» WHAT IS ASKED
Below are some entries. Output each one exactly as it appears.

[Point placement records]
_ _ _ _ _

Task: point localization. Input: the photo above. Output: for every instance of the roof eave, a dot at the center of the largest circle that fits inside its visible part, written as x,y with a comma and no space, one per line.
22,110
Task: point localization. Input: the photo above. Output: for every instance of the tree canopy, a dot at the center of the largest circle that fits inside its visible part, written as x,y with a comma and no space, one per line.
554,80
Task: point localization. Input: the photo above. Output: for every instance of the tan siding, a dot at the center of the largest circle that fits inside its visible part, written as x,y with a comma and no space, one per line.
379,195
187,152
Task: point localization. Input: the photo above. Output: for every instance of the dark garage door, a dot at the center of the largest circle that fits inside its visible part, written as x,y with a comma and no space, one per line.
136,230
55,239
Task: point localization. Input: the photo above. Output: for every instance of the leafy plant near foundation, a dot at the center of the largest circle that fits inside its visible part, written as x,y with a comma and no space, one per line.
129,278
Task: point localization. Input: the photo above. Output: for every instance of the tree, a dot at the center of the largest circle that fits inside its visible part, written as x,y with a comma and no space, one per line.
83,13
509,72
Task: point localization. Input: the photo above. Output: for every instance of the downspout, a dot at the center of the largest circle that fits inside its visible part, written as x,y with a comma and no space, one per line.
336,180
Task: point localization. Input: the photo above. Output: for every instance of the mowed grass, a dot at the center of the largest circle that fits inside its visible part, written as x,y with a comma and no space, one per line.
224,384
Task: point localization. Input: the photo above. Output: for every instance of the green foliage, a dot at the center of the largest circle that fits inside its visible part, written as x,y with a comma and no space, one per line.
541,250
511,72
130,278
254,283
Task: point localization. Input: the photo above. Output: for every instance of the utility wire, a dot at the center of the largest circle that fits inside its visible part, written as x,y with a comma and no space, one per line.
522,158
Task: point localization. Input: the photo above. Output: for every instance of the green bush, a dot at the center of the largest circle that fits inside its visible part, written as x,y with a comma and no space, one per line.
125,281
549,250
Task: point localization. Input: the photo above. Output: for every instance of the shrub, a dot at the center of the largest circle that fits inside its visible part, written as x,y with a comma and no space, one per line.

_ _ _ _ _

» ANSWER FOR THE TASK
Task: point localization. Input: the photo above. Output: for every instance of the roof eave, a dot at the center of the largest circle that fits inside its visible part, written as x,y with a comma and no space, one per line.
22,110
Task: point localization. Input: the photo above. Output: for every instance of the tree canopy, a dot at the center of the largest circle that fits inside its visible part, written as x,y with a comma and no space, one per line.
554,80
Task: point localization. Input: the photo above. Output: for every instance of the tan siding, a dot at the center of the largest circle that fits inside its visible part, written as x,y with a comma and no space, one per line.
379,195
187,152
Task: point localization. Input: the photo above. Output: for every instance of the dark garage door, a dot at the center of the largest circle that fits inside its visible part, written as x,y with a comma and no space, one per line.
136,230
55,239
Task: point localization. Input: the photo above. Output: for every instance of the leafy plant near foundation, a dot at the center of the largest circle that fits inside its visible part, written as x,y with a comma and no space, one per line.
129,278
Task: point localization. Input: the photo above. Output: for every instance of the tree, a dot at the center of the largest circle that fits inside its visible part, written as x,y with a comma and no space, one per line.
83,13
509,72
Task: point localization. Input: the photo above. Output: for every instance of the downspout, a dot at the center of the largest circle that fits inside its visible part, written as x,y with a comma and no space, one per line.
336,180
Task: point localization. Input: the photo above. Output: for every instance of the mowed grass, a dot at the center of the largest circle that fits inside its visible part, written as x,y with a comma and no space, one per line.
224,384
Task: point localization. Input: the photo above. Output: for every instance of the green foliage, a dot at the center of the largest circle that fits inside its visible part, written as x,y with a comma and no space, one per line.
541,250
511,72
130,278
254,283
Task: point localization. Input: the photo above. Output: for every instance of the utility wire, a dot at the center of the largest circle that fits inside its visible part, written as x,y with a comma and no space, one per line.
522,158
Task: point localization. Input: the photo above. Output: for every instance of the green bush, a dot at the center of the largest circle that fits inside its visible part, written as x,y with a comma and no space, one per line.
125,281
549,250
Task: point localization. Input: the photo above. Output: for every instance of the shrub, a dot at the center of the largest circle that fits inside its visible part, written as x,y with a comma and no space, one per line.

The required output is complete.